▸ **Фрагмент страницы**
Все это мы говорим отнюдь не для того, чтобы нанести ущерб пьедесталу Мольера; мы не настолько безумны, чтобы надеяться поколебать этот бронзовый колосс нашими хилыми ручонками; мы просто хотели бы продемонстрировать благочестивым фельетонистам, лютующим против новых романтических творений, что старые, классические авторы, которых они что ни день советуют нам читать и брать за образец для подражания, намного превосходят нынешних писателей в разнузданности и безнравственности.

К Мольеру мы легко могли бы присоединить и Мариво, и Лафонтена — два столь противоположных воплощения французского духа — и Ренье, и Рабле, и Маро, и множество других. Но мы не собираемся сочинять курс истории литературы, излагаемой, с точки зрения морали, на потребу газетным девственникам.

▸ **Записи**
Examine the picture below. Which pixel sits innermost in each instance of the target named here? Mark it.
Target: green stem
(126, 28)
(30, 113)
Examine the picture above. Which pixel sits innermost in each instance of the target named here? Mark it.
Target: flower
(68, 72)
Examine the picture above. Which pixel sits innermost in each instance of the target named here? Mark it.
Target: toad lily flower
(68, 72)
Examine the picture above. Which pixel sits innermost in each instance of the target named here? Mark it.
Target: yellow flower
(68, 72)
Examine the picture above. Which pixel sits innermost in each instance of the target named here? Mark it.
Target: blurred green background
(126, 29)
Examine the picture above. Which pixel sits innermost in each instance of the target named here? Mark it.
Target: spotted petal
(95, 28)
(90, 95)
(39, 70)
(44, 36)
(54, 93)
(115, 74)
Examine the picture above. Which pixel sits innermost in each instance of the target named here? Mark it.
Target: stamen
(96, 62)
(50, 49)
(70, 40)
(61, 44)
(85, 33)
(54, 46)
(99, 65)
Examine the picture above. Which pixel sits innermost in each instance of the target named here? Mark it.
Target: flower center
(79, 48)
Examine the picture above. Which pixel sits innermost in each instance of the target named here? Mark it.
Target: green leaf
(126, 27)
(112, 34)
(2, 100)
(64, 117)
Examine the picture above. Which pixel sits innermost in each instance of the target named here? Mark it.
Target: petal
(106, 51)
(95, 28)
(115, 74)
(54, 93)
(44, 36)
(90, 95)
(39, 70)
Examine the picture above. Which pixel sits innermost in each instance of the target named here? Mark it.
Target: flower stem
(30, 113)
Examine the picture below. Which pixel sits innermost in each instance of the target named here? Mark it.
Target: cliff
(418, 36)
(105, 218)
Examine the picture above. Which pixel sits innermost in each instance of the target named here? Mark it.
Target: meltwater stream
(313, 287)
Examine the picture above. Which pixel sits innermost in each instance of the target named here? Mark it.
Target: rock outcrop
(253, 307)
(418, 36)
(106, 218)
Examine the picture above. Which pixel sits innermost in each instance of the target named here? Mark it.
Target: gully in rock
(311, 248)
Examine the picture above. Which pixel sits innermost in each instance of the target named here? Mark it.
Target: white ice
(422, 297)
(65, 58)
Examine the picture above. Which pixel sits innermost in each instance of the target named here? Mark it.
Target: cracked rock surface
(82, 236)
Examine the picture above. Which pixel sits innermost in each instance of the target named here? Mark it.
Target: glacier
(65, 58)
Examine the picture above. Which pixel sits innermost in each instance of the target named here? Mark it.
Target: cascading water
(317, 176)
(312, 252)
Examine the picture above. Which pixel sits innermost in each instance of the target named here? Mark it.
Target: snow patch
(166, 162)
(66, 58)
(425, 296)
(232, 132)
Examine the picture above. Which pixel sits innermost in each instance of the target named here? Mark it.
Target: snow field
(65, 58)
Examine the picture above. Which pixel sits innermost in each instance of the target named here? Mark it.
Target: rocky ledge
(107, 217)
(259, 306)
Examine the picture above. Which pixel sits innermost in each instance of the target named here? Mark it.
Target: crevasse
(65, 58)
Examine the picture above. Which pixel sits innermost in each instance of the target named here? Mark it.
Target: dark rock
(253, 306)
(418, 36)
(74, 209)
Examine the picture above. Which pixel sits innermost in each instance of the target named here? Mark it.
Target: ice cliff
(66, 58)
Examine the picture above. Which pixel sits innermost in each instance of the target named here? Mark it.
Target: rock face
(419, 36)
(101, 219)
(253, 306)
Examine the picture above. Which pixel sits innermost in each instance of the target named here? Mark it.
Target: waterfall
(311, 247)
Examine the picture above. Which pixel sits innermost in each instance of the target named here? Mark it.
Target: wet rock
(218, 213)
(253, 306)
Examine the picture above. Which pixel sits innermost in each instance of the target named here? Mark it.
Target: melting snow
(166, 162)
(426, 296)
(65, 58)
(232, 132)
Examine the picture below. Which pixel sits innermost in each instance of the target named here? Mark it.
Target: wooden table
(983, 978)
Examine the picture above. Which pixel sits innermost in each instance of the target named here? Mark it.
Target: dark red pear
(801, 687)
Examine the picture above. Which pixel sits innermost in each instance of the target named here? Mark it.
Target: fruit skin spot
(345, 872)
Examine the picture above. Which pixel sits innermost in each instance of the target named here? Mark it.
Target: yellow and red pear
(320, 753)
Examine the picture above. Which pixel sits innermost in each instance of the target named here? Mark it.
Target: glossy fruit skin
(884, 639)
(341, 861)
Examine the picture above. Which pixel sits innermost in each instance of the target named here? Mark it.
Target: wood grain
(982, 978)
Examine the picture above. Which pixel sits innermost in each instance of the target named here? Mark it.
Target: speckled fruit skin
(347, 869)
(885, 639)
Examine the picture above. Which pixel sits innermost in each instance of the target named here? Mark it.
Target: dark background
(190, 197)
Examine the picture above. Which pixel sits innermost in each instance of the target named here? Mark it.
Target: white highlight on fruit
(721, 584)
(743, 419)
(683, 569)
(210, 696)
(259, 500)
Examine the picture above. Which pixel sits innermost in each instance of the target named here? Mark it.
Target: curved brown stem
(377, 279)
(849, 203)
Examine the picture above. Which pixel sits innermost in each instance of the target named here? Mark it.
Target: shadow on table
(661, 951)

▸ **Задание**
Продолжите рассуждение о Мольере и старых классических авторах, начав сразу после его последнего предложения.

▸ **Ответ**
Мне кажется, не стоит поднимать такой переполох из-за пустяков. На наше счастье, времена белокурой Евы канули в прошлое, и при всем желании мы не можем остаться так же примитивны и патриархальны, как обитатели ковчега. Мы не девочки, собирающиеся к первому причастию, и когда во время игры в рифмы вас просят срифмовать корзинку, не говорим в ответ: «Кремовый торт». К нашему простодушию примешивается изрядная доля учености, а невинность наша давно уже таскается по городу; кое-что дается человеку только единожды, и что бы мы потом ни делали, утраченного не воротишь, ибо ничто на свете не исчезает так быстро, как утраченная невинность и утраченные иллюзии.

В конечном счете все это не так уж страшно, и разносторонние познания все-таки предпочтительней полного невежества. Пускай об этом спорят те, кто поученей меня. Так или иначе, мы уже миновали возраст, в коем позволительно строить из себя целомудренных скромников, и, по-моему, старым хрычам нелепо прикидываться юными и девственными.

С тех пор как общество сочеталось брачными узами с цивилизацией, оно лишилось права на избыток застенчивости и простодушия. Бывает такой румянец, который весьма кстати, когда новобрачная удаляется в спальню, но наутро он уже неуместен, потому что молодая женщина, быть может, уже забыла девушку, которою была накануне, а если не забыла, то это весьма неблаговидное обстоятельство может серьезно повредить репутации мужа.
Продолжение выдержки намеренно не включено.